**Records supplied**
= = = =

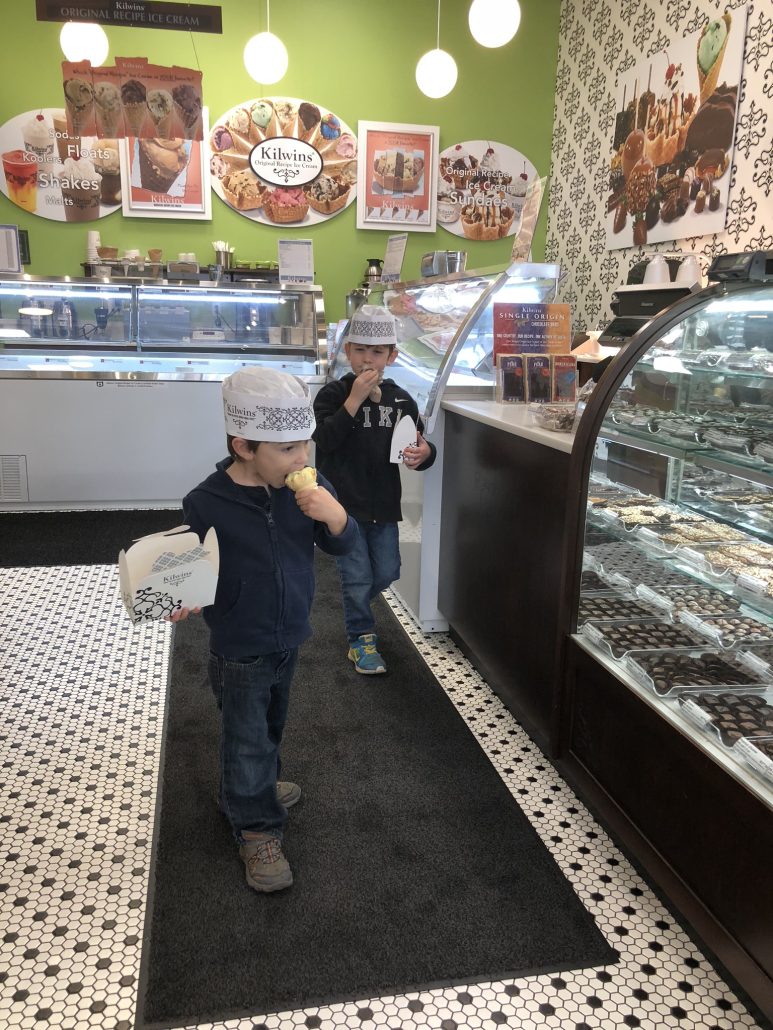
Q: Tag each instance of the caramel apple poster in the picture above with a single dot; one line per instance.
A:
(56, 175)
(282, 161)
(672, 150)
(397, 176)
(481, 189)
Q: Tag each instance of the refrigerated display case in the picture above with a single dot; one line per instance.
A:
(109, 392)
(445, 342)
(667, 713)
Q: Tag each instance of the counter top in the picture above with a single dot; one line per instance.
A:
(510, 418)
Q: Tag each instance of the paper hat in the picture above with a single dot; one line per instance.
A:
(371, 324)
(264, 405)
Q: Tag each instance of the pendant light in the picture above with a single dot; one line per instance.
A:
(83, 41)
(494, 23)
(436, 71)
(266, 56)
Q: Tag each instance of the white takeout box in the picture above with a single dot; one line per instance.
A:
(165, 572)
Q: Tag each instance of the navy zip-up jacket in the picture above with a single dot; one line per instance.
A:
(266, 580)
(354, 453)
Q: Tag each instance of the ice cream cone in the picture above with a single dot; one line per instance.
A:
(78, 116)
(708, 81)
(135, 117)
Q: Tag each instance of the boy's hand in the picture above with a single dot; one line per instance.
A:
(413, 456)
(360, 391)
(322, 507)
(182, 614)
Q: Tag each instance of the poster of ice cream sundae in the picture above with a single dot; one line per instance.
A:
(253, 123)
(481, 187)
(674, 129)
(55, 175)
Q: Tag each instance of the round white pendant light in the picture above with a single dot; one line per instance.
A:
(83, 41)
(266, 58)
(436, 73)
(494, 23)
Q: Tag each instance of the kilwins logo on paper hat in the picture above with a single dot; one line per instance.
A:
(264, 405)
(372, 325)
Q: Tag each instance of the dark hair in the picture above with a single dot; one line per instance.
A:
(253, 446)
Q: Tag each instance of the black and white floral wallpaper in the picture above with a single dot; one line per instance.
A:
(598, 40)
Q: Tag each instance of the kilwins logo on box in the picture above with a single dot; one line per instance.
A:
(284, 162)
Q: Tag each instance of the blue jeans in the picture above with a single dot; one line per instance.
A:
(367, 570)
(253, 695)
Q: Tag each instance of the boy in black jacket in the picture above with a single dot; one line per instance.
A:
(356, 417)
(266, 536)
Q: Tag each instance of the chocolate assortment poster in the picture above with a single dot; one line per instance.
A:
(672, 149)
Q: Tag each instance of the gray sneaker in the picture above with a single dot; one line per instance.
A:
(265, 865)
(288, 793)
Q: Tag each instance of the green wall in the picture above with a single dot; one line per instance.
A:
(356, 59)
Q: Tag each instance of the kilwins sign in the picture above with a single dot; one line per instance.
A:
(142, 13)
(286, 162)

= = = =

**Goal of the exercise**
Identify every line above with the string "logo" in it. Copy those lines.

**Response area**
Q: Tag each instance of the kilwins logo on paper hat in the picture above with a single dot; one line per instance.
Q: Tag each instance of the kilwins logo on box in the picture above with a single dot; one line per instance.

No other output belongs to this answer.